* **DATA RECORDS**
· · · · ·

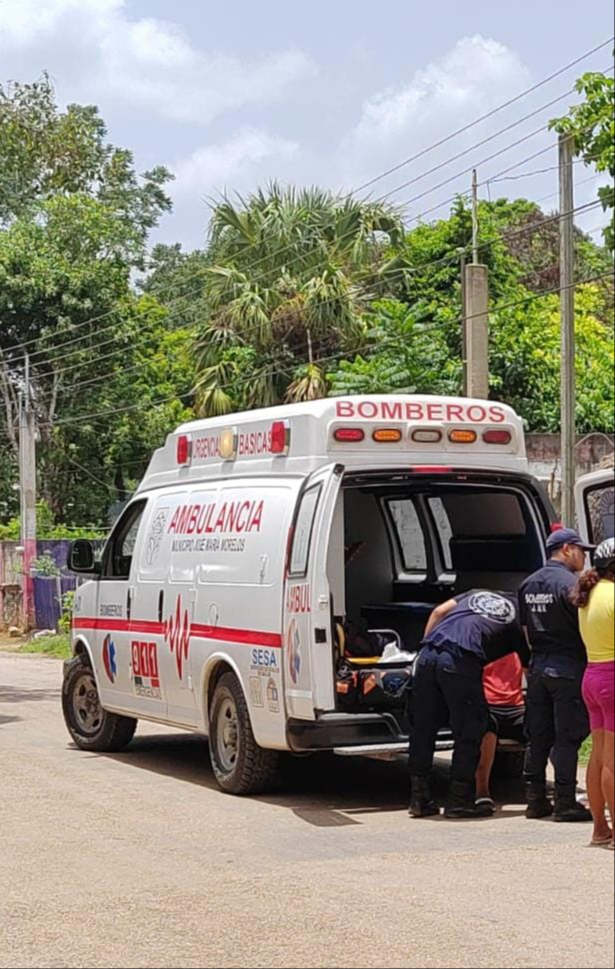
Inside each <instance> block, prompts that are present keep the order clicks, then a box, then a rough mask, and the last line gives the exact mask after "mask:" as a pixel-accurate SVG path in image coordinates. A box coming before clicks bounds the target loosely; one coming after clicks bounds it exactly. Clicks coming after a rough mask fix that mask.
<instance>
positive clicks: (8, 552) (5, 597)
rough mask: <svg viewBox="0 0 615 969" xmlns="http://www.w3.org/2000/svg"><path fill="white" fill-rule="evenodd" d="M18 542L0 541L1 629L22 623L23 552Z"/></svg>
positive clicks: (0, 607)
mask: <svg viewBox="0 0 615 969" xmlns="http://www.w3.org/2000/svg"><path fill="white" fill-rule="evenodd" d="M18 545H19V543H18V542H0V630H1V629H8V628H9V626H18V627H20V626H21V624H22V610H21V584H22V579H23V576H22V572H21V569H22V563H23V557H22V554H21V552H18V551H17V548H18Z"/></svg>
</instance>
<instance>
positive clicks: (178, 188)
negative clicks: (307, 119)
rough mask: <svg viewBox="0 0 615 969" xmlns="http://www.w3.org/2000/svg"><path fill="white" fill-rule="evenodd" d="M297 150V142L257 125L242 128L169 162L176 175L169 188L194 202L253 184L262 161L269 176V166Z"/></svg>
mask: <svg viewBox="0 0 615 969" xmlns="http://www.w3.org/2000/svg"><path fill="white" fill-rule="evenodd" d="M298 151H299V145H298V144H297V143H296V142H292V141H287V140H285V139H284V138H276V137H275V136H273V135H271V134H269V133H268V132H266V131H261V130H258V129H256V128H243V129H241V130H240V131H238V132H236V134H235V135H234V136H233V137H232V138H230V139H229V140H228V141H226V142H223V143H221V144H215V145H208V146H205V147H202V148H197V150H196V151H194V152H192V154H190V155H188V157H186V158H183V159H181V160H180V161H178V162H176V164H174V165H173V164H172V165H170V166H169V167H170V168H171V170H172V171H173V173H174V174H175V178H176V181H175V183H174V186H173V188H172V191H173V194H174V196H175V198H176V199H178V200H179V199H189V198H191V199H193V200H195V201H196V200H198V199H202V198H203V197H204V196H209V195H212V194H215V193H219V192H224V191H225V190H227V189H228V190H229V191H236V190H241V189H242V188H244V187H245V186H246V184H248V183H252V184H253V180H254V177H255V175H262V174H263V168H262V164H263V162H267V168H268V171H269V176H270V174H271V171H272V166H279V165H280V164H282V166H283V165H284V164H285V163H287V162H289V161H291V160H292V159H293V158H294V157H295V156H296V155H297V153H298ZM266 177H267V176H266Z"/></svg>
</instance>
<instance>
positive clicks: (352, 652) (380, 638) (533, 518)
mask: <svg viewBox="0 0 615 969" xmlns="http://www.w3.org/2000/svg"><path fill="white" fill-rule="evenodd" d="M546 516H547V513H546V511H545V509H544V507H542V505H541V502H540V500H539V497H538V495H537V493H536V492H534V491H533V488H532V487H531V486H529V485H528V484H527V481H521V480H519V482H518V483H517V482H516V481H515V482H513V481H512V480H510V481H509V482H506V483H501V484H499V483H496V484H494V483H493V482H492V481H491V482H489V483H487V482H485V481H481V480H480V476H478V475H477V476H476V477H475V480H471V478H468V479H467V480H455V479H454V476H451V477H446V476H436V475H434V476H427V475H425V476H424V477H421V478H419V477H417V476H416V475H406V476H405V475H400V476H398V477H397V478H394V479H392V478H391V476H386V477H385V476H382V477H381V478H378V476H367V475H366V476H365V478H364V479H363V480H362V479H361V478H360V476H359V477H357V478H355V479H350V480H348V481H347V482H346V484H345V487H344V488H343V490H342V492H341V497H340V507H339V508H338V516H337V517H338V519H339V522H338V527H337V528H334V533H333V537H332V546H331V551H330V557H329V558H330V560H329V577H330V579H331V587H332V590H333V598H334V614H335V617H336V623H337V628H338V631H339V630H340V625H341V627H342V631H341V632H339V633H338V653H339V655H340V657H341V658H340V660H339V662H338V671H339V669H340V665H346V664H349V665H351V666H352V665H353V664H354V663H355V662H358V664H359V665H363V666H364V667H365V664H366V654H367V653H369V652H371V651H373V652H375V653H376V656H374V657H373V659H376V662H378V660H377V654H378V653H379V652H380V650H381V648H382V646H383V644H386V643H387V641H389V642H390V641H392V640H396V641H397V642H398V644H399V646H400V648H401V650H402V651H404V652H407V653H410V654H414V653H416V651H417V650H418V648H419V645H420V642H421V638H422V635H423V632H424V628H425V624H426V622H427V619H428V616H429V614H430V612H431V611H432V609H433V608H434V607H435V606H436V605H438V604H439V603H442V602H445V601H446V600H448V599H450V598H452V597H454V596H455V595H460V594H462V593H464V592H467V591H470V590H472V589H489V590H502V591H515V590H516V589H517V588H518V587H519V585H520V584H521V582H522V581H523V579H524V578H525V577H526V576H527V575H528V574H529V573H531V572H533V571H534V570H535V569H537V568H540V566H541V565H542V564H543V561H544V552H543V549H544V534H545V531H546V529H547V528H548V520H547V517H546ZM342 523H343V524H342ZM342 529H343V545H344V579H343V583H342V582H340V576H339V568H340V565H339V563H340V562H341V555H340V549H339V548H338V546H339V544H340V543H341V541H342V538H341V535H342ZM332 572H335V573H337V574H336V575H335V576H334V575H332ZM336 580H337V581H336ZM357 628H358V629H360V630H361V635H359V637H358V643H359V647H358V648H355V646H354V643H353V632H351V630H353V631H354V630H356V629H357ZM344 630H345V632H344ZM367 631H372V632H375V631H385V632H384V635H383V636H379V637H378V639H376V638H374V637H373V636H369V635H368V637H367V638H368V643H369V644H370V645H371V646H372V649H371V650H370V649H367V650H366V649H365V633H366V632H367ZM391 633H393V634H394V635H391ZM340 640H341V641H340ZM353 652H354V653H356V656H355V657H353ZM368 665H369V664H368ZM344 675H345V674H344ZM344 691H346V685H345V684H344V683H343V684H342V688H341V690H340V683H339V672H338V684H337V693H338V702H339V701H340V700H341V702H342V705H344V704H345V705H346V706H347V707H348V702H347V700H346V695H345V692H344ZM348 692H350V693H351V695H352V696H355V697H356V691H354V692H353V691H352V690H350V688H349V690H348ZM377 695H378V694H377V693H376V692H374V694H373V696H374V698H375V697H376V696H377ZM383 699H384V698H383V697H382V696H381V697H380V700H381V701H382V700H383ZM359 700H360V702H361V703H362V702H363V698H362V697H359Z"/></svg>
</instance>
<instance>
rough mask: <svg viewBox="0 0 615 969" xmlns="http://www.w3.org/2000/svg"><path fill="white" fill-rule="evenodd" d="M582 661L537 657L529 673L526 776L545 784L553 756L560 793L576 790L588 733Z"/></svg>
mask: <svg viewBox="0 0 615 969" xmlns="http://www.w3.org/2000/svg"><path fill="white" fill-rule="evenodd" d="M583 673H584V669H583V666H582V664H580V663H579V664H578V666H577V665H576V664H571V663H570V662H569V661H567V660H564V661H563V662H561V661H560V662H558V659H557V657H555V658H543V657H536V658H535V660H534V662H533V664H532V668H531V669H530V671H529V673H528V692H527V734H528V738H529V745H528V748H527V754H526V759H525V776H526V780H528V781H530V782H531V783H537V784H542V783H544V782H545V780H546V772H547V764H548V762H549V757H550V756H552V759H553V766H554V768H555V786H556V791H557V793H558V794H559V795H562V796H567V795H568V796H569V795H573V794H574V793H575V791H576V783H577V769H578V762H579V749H580V747H581V745H582V743H583V741H584V740H586V739H587V737H589V732H590V731H589V715H588V713H587V708H586V706H585V703H584V701H583V695H582V684H583Z"/></svg>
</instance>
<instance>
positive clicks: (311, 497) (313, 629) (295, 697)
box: [284, 465, 344, 720]
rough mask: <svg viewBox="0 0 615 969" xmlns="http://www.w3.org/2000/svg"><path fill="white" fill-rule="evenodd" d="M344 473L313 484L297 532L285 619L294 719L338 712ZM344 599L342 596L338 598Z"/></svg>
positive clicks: (297, 718) (327, 471) (301, 504)
mask: <svg viewBox="0 0 615 969" xmlns="http://www.w3.org/2000/svg"><path fill="white" fill-rule="evenodd" d="M343 473H344V468H343V467H342V466H341V465H329V466H328V467H326V468H323V469H322V470H321V471H317V472H316V473H315V474H313V475H311V477H310V478H309V479H308V480H307V482H306V484H305V487H304V488H303V490H302V492H301V495H300V498H299V502H298V505H297V511H296V515H295V521H294V528H293V541H292V546H291V548H290V554H289V562H288V577H287V583H286V601H285V615H284V631H285V638H284V647H285V649H284V652H285V664H284V665H285V670H284V683H285V693H286V709H287V712H288V716H289V717H293V718H296V719H300V720H314V719H316V712H317V711H324V710H333V709H334V707H335V693H334V641H333V637H334V629H333V621H332V620H333V610H332V598H333V595H334V588H333V585H334V582H335V576H334V577H333V581H332V576H331V574H330V573H331V572H334V573H335V575H336V576H337V575H338V573H339V577H340V578H341V581H342V582H343V574H344V537H343V526H342V528H341V529H340V527H339V522H340V520H341V515H340V509H339V506H338V499H339V497H340V488H341V484H342V477H343ZM338 598H339V593H338Z"/></svg>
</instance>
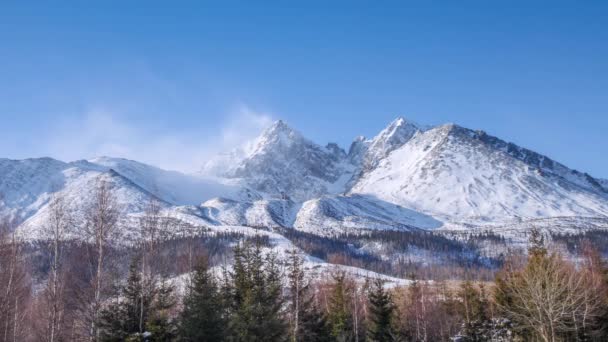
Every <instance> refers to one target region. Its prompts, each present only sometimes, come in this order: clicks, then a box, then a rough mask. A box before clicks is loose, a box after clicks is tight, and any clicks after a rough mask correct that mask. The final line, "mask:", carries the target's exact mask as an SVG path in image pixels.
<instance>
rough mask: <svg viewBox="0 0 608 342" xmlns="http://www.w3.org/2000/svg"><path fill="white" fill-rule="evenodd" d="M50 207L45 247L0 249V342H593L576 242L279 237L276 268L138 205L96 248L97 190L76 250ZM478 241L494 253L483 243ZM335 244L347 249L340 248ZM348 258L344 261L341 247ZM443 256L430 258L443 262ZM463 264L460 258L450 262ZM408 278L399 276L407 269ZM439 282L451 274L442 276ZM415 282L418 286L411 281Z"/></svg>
mask: <svg viewBox="0 0 608 342" xmlns="http://www.w3.org/2000/svg"><path fill="white" fill-rule="evenodd" d="M65 206H66V205H65V203H64V201H63V200H62V199H61V198H54V199H53V201H52V203H51V206H50V210H51V213H50V215H49V219H48V220H49V222H46V223H45V228H44V229H45V233H46V235H45V236H46V238H45V239H41V240H40V241H37V242H32V241H28V242H25V241H21V240H20V239H19V237H18V235H17V234H15V233H14V230H13V223H12V221H11V220H10V219H4V220H2V226H1V227H0V228H1V235H0V316H1V319H0V341H7V342H8V341H10V342H16V341H49V342H54V341H605V340H606V336H608V265H607V264H606V263H605V261H604V260H603V257H602V253H603V251H601V250H600V249H598V248H597V247H596V245H595V244H593V243H591V242H590V239H588V237H594V238H595V240H596V242H597V240H598V239H600V237H602V236H603V235H601V234H599V235H598V234H596V233H593V232H591V233H588V236H587V238H585V235H582V236H577V238H570V239H567V238H566V237H565V236H553V237H549V238H551V239H552V241H561V240H567V241H569V243H567V244H565V246H566V247H565V250H566V252H567V251H568V250H574V249H576V251H577V254H576V255H577V257H576V258H572V257H571V254H567V253H566V252H565V251H564V248H561V249H560V248H555V247H554V246H555V245H553V244H550V243H548V241H547V240H546V238H547V236H545V235H543V234H541V233H540V232H539V231H537V230H532V231H531V234H530V237H529V240H530V241H529V244H528V247H527V251H526V252H521V251H519V252H518V251H513V252H511V253H508V254H507V255H504V256H501V257H496V258H486V259H484V258H485V257H484V256H483V255H477V254H475V249H474V248H473V247H472V242H471V241H473V240H475V239H472V238H470V239H468V240H466V241H464V242H462V241H461V242H457V241H456V240H451V239H447V238H445V237H441V236H438V235H434V234H430V233H420V234H416V233H412V232H402V233H398V232H374V233H369V234H360V235H357V236H355V235H353V236H336V237H331V238H330V237H325V238H322V237H318V236H314V235H311V234H306V233H301V232H297V231H289V232H285V231H283V232H282V234H284V235H285V236H286V237H288V238H289V239H290V240H291V241H292V242H293V244H294V246H297V247H298V249H299V250H296V249H292V250H289V251H286V252H285V253H286V254H285V255H278V254H277V253H276V252H274V251H273V250H272V249H271V248H270V247H272V242H271V241H270V240H269V239H268V237H267V236H262V235H260V236H251V235H245V234H240V233H228V232H225V233H219V232H210V231H207V230H204V229H201V230H200V231H198V232H197V233H196V234H191V235H188V236H181V235H180V236H170V235H167V232H168V231H171V230H172V229H171V226H172V225H177V224H180V223H179V222H178V221H177V220H174V219H169V218H167V217H164V216H162V215H160V214H159V212H160V211H159V207H158V203H156V202H154V201H151V202H150V204H149V207H148V208H147V210H146V213H145V215H143V216H142V217H141V218H140V220H139V221H138V223H137V229H138V230H139V231H138V233H139V236H140V238H139V239H137V240H136V243H134V244H131V245H129V246H120V245H117V244H115V243H113V242H112V236H113V234H114V233H115V232H116V230H117V229H118V227H119V222H120V219H121V217H120V215H121V214H120V211H119V210H117V206H116V203H115V199H114V197H113V193H112V191H111V190H110V189H108V188H106V187H105V186H104V185H103V184H101V185H100V186H99V188H98V190H97V193H96V196H95V201H94V203H93V204H92V205H91V206H90V207H87V208H83V212H84V217H85V222H86V224H85V226H84V228H81V230H80V233H81V234H83V236H84V237H85V238H84V239H73V238H69V236H70V235H69V233H70V229H71V227H72V225H73V222H72V220H73V218H72V217H71V216H70V215H71V214H70V211H68V210H66V207H65ZM476 238H477V239H478V240H482V241H485V240H493V241H495V242H496V243H504V241H502V240H501V238H500V237H497V236H493V235H491V234H486V235H484V236H478V237H476ZM347 241H351V242H349V243H347ZM369 241H374V242H378V241H380V242H382V241H384V244H389V242H390V245H391V248H392V249H394V250H405V249H408V248H414V247H416V248H425V249H426V250H433V251H440V252H442V253H446V252H450V253H454V255H461V257H460V258H456V257H455V258H454V259H453V260H452V261H449V262H447V263H446V264H445V265H444V268H443V269H435V270H431V271H429V269H425V268H424V266H423V265H409V266H407V265H405V264H400V263H397V264H394V263H386V262H385V261H383V259H382V258H380V257H378V256H374V255H373V254H362V253H355V252H353V251H356V250H357V245H359V244H360V245H364V244H366V243H368V242H369ZM353 248H354V249H353ZM302 251H304V252H305V253H307V254H309V255H312V256H314V257H318V258H321V259H325V260H328V261H330V262H333V263H336V264H343V265H350V266H358V267H364V268H368V269H373V270H375V271H377V272H379V273H384V274H392V275H394V276H400V277H401V278H406V279H408V282H406V283H403V284H389V283H386V282H385V281H383V280H382V279H379V278H373V277H355V276H353V275H352V274H349V273H348V272H345V271H340V269H337V270H336V271H333V272H331V273H328V274H325V275H323V276H313V275H312V274H311V273H310V272H308V271H309V270H308V269H307V268H306V263H305V259H304V257H303V255H304V254H302V253H301V252H302ZM444 255H445V254H444ZM465 256H467V257H465ZM414 266H415V267H414ZM446 269H451V270H452V271H451V272H447V271H446ZM421 270H422V271H424V272H422V271H421Z"/></svg>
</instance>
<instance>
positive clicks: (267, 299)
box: [223, 242, 287, 341]
mask: <svg viewBox="0 0 608 342" xmlns="http://www.w3.org/2000/svg"><path fill="white" fill-rule="evenodd" d="M234 258H235V260H234V270H233V272H232V274H231V275H230V277H231V284H230V285H229V286H230V288H228V289H224V291H223V292H224V293H225V294H227V296H228V298H227V304H228V305H229V306H230V307H231V311H230V316H231V317H230V324H229V325H230V330H231V331H230V334H231V339H233V340H237V341H283V340H285V339H286V336H287V331H286V324H285V321H284V319H283V296H282V284H281V274H280V270H279V268H278V265H277V263H276V259H275V257H274V255H273V254H268V255H267V256H266V257H264V256H263V254H262V250H261V245H260V243H259V242H258V243H256V244H255V245H252V244H251V243H245V244H243V245H242V246H237V247H236V248H235V250H234Z"/></svg>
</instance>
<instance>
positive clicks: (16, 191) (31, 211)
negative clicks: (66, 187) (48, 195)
mask: <svg viewBox="0 0 608 342" xmlns="http://www.w3.org/2000/svg"><path fill="white" fill-rule="evenodd" d="M67 168H68V164H66V163H64V162H61V161H58V160H54V159H51V158H38V159H24V160H11V159H0V214H4V215H12V216H14V217H17V218H18V219H24V218H26V217H29V216H31V215H33V214H34V213H35V212H36V211H37V210H38V209H40V207H41V206H42V205H44V203H46V201H48V198H49V196H48V194H49V193H51V192H53V191H56V190H57V189H60V188H62V187H63V186H64V184H65V182H66V179H65V178H66V177H65V175H64V174H63V171H64V170H65V169H67Z"/></svg>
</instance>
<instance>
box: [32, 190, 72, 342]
mask: <svg viewBox="0 0 608 342" xmlns="http://www.w3.org/2000/svg"><path fill="white" fill-rule="evenodd" d="M48 208H49V216H48V221H47V222H46V223H45V225H44V227H43V230H44V233H45V235H46V238H48V240H49V242H50V256H51V263H50V272H49V277H48V281H47V284H46V288H45V289H44V292H43V294H44V298H43V301H44V303H43V304H44V308H45V309H46V310H45V311H46V316H45V326H44V329H43V331H42V334H41V336H40V337H41V339H44V340H46V341H48V342H55V341H57V340H58V339H60V338H61V337H60V336H61V335H62V329H63V324H64V311H65V302H64V286H65V282H64V275H65V274H64V272H63V268H62V266H63V265H62V248H63V243H64V240H65V238H66V234H67V233H68V231H69V229H70V228H71V227H72V224H73V220H72V216H71V213H70V210H69V208H68V206H67V204H66V201H65V199H64V197H62V196H61V195H55V196H54V197H53V198H52V199H51V201H50V203H49V207H48Z"/></svg>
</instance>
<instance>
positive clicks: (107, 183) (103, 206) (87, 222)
mask: <svg viewBox="0 0 608 342" xmlns="http://www.w3.org/2000/svg"><path fill="white" fill-rule="evenodd" d="M120 216H121V210H120V208H119V205H118V202H117V200H116V197H115V194H114V193H113V191H112V189H111V187H110V184H109V183H108V182H107V181H105V180H103V179H98V181H97V185H96V189H95V193H94V194H93V200H92V202H91V203H90V205H89V206H88V207H87V208H86V209H85V225H84V227H83V232H84V234H85V237H86V239H87V241H88V242H89V243H90V244H91V245H92V247H93V255H94V259H95V260H94V263H93V272H92V281H91V284H90V286H91V291H90V296H89V297H90V298H88V300H86V299H85V302H88V303H86V304H87V305H86V306H87V307H86V308H84V309H85V313H86V314H85V315H84V319H85V320H87V321H88V323H87V325H88V326H89V328H88V329H89V332H88V333H89V339H90V340H96V339H97V337H98V333H99V332H98V324H99V316H100V315H99V314H100V311H101V305H102V300H103V298H102V294H103V291H104V289H105V286H106V283H105V282H104V281H105V277H106V274H105V272H104V270H105V267H104V266H105V263H106V258H107V255H106V249H107V248H108V245H109V243H110V242H111V241H112V239H113V238H114V237H115V234H116V232H117V228H118V224H119V219H120ZM85 297H86V296H85Z"/></svg>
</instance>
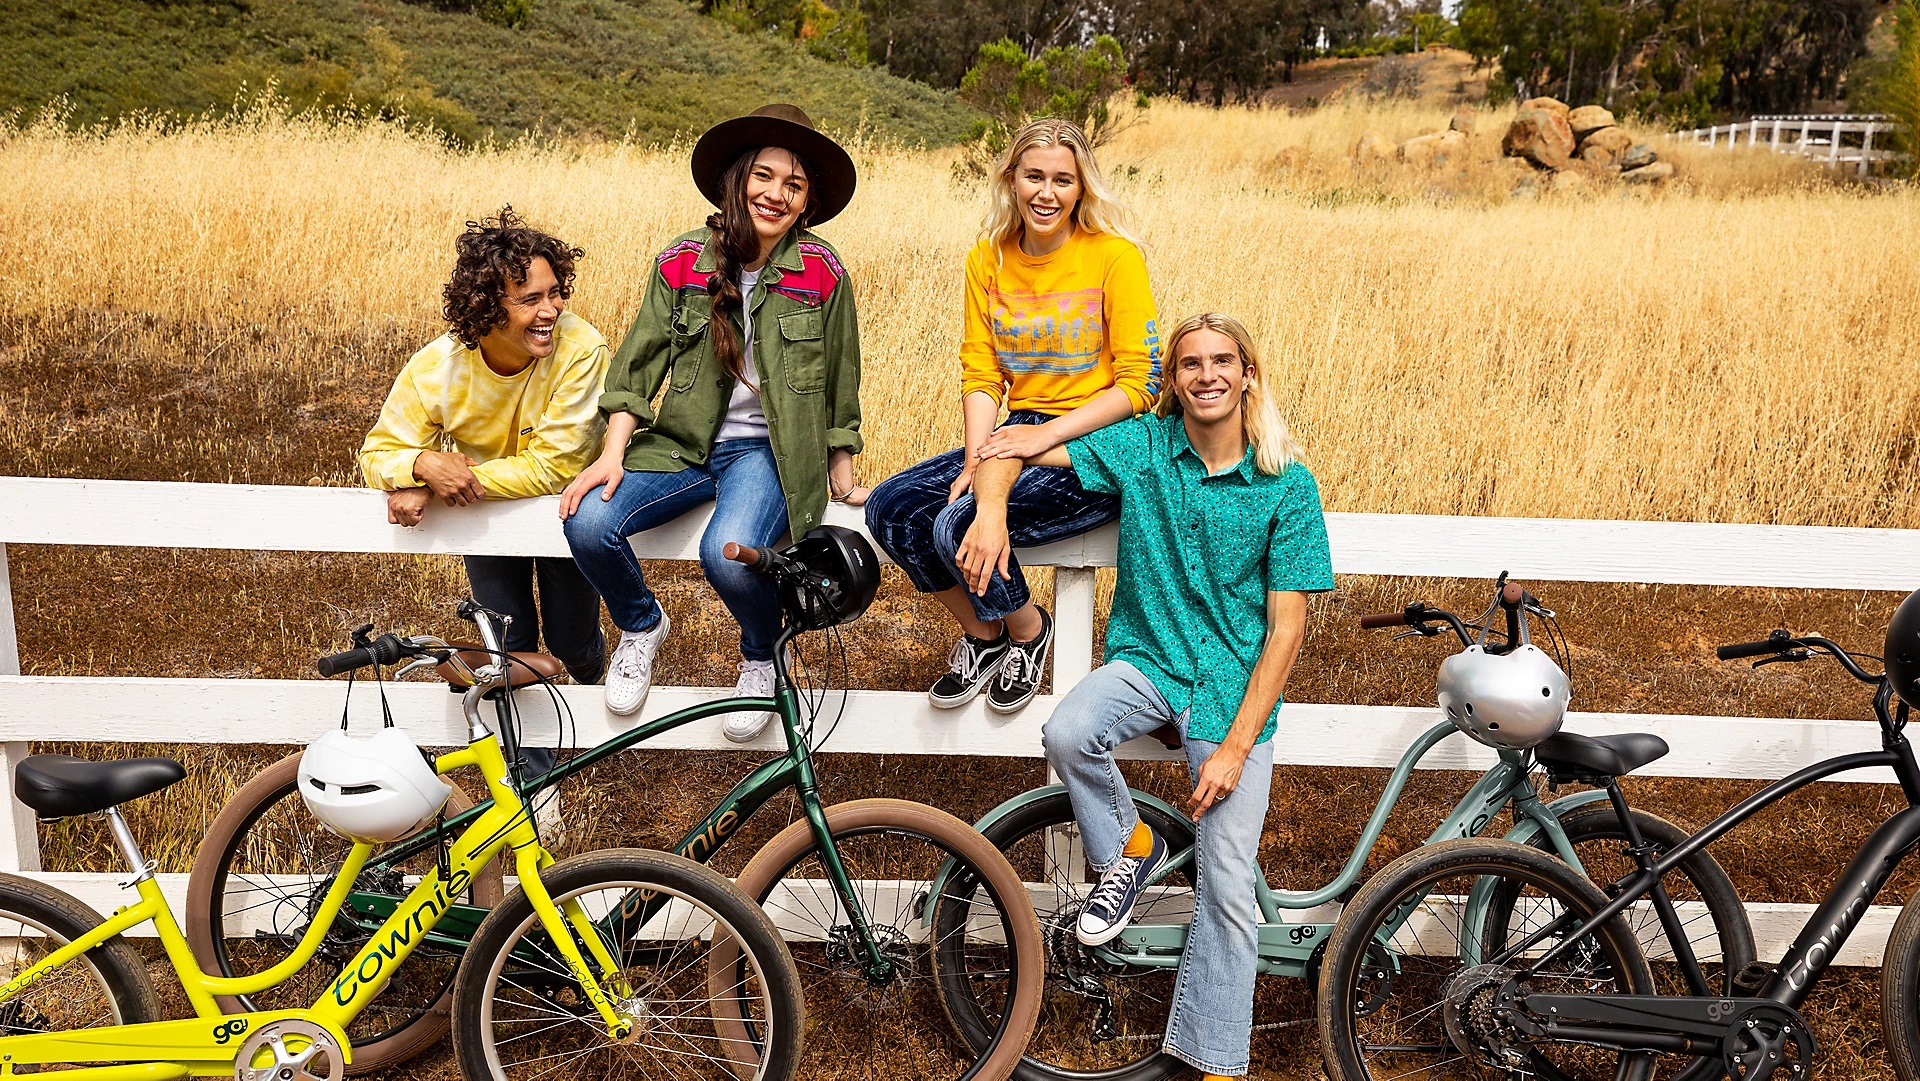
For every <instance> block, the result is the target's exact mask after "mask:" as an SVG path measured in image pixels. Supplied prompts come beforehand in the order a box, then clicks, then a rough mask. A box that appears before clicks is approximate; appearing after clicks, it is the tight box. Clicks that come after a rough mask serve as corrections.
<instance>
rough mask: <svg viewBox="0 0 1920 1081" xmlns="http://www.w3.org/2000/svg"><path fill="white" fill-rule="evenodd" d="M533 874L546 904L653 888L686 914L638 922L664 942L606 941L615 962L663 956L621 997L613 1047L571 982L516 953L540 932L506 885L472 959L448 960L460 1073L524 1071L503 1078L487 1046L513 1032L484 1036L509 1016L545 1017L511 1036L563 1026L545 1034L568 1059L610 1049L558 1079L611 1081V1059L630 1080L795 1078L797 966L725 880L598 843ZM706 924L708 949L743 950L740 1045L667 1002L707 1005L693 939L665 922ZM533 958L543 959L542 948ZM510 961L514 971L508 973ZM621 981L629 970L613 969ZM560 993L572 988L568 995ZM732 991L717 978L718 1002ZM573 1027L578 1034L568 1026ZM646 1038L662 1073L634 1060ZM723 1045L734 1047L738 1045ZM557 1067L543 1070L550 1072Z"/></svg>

· · · · ·

Everything from the top line of the data down to and including the line with "negative clicks: (307, 119)" is to be copied, except the pictures.

Inside each <instance> block, prompts that are present keep the order clicks, then a box, then a rough mask, and the last line gives the exact mask after "mask:" as a pixel-accurate SVG path in image coordinates. A box coming before clicks bounds the target loosely; one coming after clicks bounds it exactly. Clicks coming after a rough mask fix that mask.
<instance>
positive clicks: (8, 552) (5, 597)
rough mask: <svg viewBox="0 0 615 969" xmlns="http://www.w3.org/2000/svg"><path fill="white" fill-rule="evenodd" d="M18 542L0 541L1 629L22 623L23 552Z"/></svg>
positive clicks: (0, 607)
mask: <svg viewBox="0 0 615 969" xmlns="http://www.w3.org/2000/svg"><path fill="white" fill-rule="evenodd" d="M18 545H19V543H18V542H0V630H1V629H8V628H9V626H18V627H20V626H21V624H22V610H21V584H22V579H23V576H22V572H21V569H22V563H23V557H22V554H21V552H18V551H17V548H18Z"/></svg>
</instance>
<instance>
positive clicks: (178, 188)
negative clicks: (307, 119)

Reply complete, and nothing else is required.